Description of the task =>
Using the data below, return every line that holds the word "metal".

#### Material for this task

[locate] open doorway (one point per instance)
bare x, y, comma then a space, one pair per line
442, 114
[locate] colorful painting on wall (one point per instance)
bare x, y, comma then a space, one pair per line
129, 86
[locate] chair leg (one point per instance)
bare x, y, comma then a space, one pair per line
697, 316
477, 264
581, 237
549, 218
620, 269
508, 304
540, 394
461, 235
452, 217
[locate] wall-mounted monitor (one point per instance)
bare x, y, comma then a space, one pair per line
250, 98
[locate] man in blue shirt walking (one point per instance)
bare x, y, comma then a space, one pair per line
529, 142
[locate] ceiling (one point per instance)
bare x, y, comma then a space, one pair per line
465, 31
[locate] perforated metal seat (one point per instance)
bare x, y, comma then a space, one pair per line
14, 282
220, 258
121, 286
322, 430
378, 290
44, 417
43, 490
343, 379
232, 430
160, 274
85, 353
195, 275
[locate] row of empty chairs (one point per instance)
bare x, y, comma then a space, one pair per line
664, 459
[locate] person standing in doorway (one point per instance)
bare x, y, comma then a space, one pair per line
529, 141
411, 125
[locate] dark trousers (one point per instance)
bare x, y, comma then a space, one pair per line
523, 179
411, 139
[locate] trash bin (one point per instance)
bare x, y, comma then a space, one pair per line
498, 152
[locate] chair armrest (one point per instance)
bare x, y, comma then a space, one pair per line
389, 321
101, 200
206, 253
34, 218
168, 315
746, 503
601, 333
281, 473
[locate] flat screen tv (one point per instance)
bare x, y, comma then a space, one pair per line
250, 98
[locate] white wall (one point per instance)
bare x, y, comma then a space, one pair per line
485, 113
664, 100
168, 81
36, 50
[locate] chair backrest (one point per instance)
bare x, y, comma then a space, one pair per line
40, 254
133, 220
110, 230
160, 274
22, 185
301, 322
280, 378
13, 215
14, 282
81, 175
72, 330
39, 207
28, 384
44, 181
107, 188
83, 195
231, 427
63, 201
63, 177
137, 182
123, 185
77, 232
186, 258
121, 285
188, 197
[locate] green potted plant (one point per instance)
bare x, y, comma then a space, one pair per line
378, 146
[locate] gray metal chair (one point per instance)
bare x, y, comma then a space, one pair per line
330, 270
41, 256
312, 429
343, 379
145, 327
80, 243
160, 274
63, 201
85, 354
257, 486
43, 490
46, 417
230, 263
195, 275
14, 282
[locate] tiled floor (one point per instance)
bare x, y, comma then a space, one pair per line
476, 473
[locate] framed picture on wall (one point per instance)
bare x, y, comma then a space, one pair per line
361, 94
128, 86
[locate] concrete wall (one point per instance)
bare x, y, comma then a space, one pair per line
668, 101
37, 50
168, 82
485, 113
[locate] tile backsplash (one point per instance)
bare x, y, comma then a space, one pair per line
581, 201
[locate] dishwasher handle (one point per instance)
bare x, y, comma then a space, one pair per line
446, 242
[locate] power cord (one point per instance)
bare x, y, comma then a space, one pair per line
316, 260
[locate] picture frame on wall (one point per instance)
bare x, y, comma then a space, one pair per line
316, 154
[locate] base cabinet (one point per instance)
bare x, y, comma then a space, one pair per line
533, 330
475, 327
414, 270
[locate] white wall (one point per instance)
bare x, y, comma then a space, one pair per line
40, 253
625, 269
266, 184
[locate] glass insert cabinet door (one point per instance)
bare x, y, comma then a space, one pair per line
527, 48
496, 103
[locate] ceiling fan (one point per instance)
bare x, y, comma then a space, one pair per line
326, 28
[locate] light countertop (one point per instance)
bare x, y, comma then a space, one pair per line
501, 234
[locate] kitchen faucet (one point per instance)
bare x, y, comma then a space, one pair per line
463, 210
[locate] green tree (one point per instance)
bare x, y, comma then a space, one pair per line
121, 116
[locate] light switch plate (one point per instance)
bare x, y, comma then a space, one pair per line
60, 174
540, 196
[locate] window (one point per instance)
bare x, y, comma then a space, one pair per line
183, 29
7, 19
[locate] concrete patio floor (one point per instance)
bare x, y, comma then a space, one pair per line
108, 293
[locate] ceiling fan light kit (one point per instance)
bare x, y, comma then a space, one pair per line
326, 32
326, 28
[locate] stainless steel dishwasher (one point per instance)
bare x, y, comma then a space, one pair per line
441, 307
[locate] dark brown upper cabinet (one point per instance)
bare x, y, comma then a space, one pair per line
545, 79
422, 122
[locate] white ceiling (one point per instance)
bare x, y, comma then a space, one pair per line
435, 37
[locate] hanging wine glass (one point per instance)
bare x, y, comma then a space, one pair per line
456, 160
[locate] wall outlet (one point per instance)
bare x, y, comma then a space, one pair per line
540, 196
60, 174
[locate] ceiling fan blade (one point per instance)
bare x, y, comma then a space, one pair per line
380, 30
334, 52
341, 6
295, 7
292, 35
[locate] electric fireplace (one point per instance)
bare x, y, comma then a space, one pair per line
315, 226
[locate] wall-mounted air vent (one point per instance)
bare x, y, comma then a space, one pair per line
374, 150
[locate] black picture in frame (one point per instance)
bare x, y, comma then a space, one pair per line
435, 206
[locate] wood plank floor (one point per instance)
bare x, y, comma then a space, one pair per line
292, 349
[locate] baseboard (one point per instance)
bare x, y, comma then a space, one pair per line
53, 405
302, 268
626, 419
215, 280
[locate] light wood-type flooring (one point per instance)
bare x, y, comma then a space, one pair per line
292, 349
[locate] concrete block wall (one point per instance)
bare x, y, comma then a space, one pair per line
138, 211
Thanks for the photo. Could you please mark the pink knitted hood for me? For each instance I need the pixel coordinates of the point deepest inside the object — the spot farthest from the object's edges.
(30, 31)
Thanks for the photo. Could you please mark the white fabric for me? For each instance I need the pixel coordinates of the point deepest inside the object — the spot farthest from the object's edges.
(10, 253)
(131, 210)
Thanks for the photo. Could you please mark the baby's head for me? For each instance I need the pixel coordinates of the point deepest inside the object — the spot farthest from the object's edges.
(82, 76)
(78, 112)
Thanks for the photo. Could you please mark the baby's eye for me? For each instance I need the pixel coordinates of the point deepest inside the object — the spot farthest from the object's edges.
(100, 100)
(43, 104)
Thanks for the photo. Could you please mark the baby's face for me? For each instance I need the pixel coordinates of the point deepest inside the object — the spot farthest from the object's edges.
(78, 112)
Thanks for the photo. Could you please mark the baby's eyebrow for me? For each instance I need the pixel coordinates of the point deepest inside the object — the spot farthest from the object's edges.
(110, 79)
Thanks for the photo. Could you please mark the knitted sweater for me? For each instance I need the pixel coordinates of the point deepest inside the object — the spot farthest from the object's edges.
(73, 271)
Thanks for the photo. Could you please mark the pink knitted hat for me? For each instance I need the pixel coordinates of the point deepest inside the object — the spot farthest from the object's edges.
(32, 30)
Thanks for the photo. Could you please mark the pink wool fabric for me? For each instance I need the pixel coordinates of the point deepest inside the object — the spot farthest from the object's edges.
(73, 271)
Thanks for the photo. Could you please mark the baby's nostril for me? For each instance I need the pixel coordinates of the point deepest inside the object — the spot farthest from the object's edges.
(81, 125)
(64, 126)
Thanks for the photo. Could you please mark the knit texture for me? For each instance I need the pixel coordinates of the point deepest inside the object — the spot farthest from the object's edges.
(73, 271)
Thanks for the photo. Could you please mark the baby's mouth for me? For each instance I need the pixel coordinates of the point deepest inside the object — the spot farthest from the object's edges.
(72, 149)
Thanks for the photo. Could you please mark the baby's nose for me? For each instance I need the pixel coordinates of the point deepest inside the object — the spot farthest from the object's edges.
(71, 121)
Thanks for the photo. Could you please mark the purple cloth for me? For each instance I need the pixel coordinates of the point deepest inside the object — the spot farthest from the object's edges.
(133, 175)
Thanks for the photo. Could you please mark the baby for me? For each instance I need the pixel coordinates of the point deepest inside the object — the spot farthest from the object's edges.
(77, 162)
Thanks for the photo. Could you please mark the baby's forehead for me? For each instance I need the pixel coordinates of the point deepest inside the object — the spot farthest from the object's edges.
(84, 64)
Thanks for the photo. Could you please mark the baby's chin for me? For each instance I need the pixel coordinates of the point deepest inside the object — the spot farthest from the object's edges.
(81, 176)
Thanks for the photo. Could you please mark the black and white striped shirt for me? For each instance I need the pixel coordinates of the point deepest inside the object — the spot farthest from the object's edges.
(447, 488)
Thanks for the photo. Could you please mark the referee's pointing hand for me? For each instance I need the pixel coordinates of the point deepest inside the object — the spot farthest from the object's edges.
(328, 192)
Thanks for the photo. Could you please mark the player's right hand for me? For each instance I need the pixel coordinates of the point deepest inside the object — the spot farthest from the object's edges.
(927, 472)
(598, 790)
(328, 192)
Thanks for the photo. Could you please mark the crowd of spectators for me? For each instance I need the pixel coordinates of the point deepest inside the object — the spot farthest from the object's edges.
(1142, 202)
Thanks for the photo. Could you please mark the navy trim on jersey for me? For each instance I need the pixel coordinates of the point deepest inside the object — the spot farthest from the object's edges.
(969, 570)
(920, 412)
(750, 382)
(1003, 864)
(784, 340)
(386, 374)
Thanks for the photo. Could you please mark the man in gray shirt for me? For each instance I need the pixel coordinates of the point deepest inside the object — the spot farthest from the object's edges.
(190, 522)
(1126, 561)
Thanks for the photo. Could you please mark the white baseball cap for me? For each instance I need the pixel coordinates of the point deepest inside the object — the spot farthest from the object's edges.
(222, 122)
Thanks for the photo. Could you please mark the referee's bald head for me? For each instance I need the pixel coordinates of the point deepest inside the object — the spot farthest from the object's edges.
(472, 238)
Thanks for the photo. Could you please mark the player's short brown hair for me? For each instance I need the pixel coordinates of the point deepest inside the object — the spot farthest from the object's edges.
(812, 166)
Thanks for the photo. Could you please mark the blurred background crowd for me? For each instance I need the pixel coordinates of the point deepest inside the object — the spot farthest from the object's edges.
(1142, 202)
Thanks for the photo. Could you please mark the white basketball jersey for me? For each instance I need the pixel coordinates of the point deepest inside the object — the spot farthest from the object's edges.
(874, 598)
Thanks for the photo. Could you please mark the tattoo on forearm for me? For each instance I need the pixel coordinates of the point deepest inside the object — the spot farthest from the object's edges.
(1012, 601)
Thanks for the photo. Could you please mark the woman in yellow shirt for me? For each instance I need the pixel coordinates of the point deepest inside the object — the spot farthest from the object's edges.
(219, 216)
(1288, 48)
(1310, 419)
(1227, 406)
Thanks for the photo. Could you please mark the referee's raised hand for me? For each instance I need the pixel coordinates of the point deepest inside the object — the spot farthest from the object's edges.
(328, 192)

########

Response to the task =>
[locate] perforated metal seat (one point per instance)
[locate] gray metal chair (one point per instance)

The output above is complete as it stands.